**WHAT IS ASKED**
a - Answer these questions using the essay "Father God, Mother God, Lover God":
(i) Which religions does it blame for drumming Father God into our heads?
(ii) What group did the grandmother belong to?
(iii) How often did she say the Rosary?
b - Carry on the essay "Father God, Mother God, Lover God" from its final sentence.

**ARTICLE**
Start
Father God, Mother God, Lover God
Father God has been drummed into our heads aplenty by the patriarchal dogma of Judaism and Western Christianity. Mother God and Lover God are lesser known deities, but they do exist. Mother God stems from a feminist undercurrent rippling within the patriarchal religions: you can find evidence of Her everywhere. I think of my own grandmother and her allegiance to the Blessed Mother; she prayed more to her than Christ himself. My grandmother belonged to the Legion of Mary and attended meetings and prayer groups; she said the Rosary every morning. I can still see her lying on her back in her bed, her lips mouthing the prayers, the beads wrapped around her gnarly fingers. She put herself into a trance every morning, a communion of sorts with the Catholic version of the divine feminine.
End
**SUPPLIED DATA**
Start
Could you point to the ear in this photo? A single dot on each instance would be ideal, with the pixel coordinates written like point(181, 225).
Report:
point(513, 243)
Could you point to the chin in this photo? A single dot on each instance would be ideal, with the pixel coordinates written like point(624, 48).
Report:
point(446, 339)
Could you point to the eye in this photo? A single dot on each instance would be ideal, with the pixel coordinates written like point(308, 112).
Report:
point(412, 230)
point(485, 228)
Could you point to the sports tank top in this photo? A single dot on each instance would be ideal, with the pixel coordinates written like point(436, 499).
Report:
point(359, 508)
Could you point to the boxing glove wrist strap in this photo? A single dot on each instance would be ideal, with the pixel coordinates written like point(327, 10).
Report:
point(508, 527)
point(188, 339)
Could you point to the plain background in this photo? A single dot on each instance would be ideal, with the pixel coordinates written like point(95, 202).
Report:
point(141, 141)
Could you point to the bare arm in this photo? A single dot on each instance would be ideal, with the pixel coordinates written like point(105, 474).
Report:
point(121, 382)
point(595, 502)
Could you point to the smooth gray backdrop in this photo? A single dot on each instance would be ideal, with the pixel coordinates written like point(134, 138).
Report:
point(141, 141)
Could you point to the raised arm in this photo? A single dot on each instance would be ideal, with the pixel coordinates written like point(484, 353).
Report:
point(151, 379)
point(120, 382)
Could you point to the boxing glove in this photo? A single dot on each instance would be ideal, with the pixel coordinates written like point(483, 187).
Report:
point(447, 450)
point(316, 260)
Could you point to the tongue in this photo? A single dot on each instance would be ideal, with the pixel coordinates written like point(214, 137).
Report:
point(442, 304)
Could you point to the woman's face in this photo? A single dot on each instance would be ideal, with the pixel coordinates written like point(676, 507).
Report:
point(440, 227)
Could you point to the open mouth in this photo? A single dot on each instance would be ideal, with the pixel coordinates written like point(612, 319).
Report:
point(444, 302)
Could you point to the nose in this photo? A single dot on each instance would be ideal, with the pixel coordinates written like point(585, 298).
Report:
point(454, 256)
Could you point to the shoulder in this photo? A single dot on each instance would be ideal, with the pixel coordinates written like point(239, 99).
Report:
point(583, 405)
End
**TASK ANSWERS**
a -
(i) Judaism and Western Christianity
(ii) The Legion of Mary
(iii) Every morning

b -
Recently I’ve started revising a novel I thought I finished two years ago. It’s a part historical/part contemporary read featuring polygamy in nineteenth century Utah. In my research, I stumbled upon a feminist text that reports an undercurrent of feminism within the oppressive bounds of polygamy. Sister wives were bonded to one another through the Female Relief Society, a society that incorporated feminist ideas, not only in spirituality, but daily life as well. Joseph Smith organized the society himself, under the helm of one Eliza Snow, who wrote poems about a Mother God. The society was modeled after the priesthood in that members could practice sacred acts such as the laying on of hands to heal the sick. The Female Relief Society had its own publication called the Woman’s Exponent where women could voice their frustrations with men. Here is an excerpt from Blanche Beechwood, a.k.a Emmeline B. Wells, the editor:
I know we are taught that Eve was the first to sin. Well, she was simply more progressive than Adam. She did not want to live in the beautiful garden for ever, and be nobody—not able even to make her own aprons.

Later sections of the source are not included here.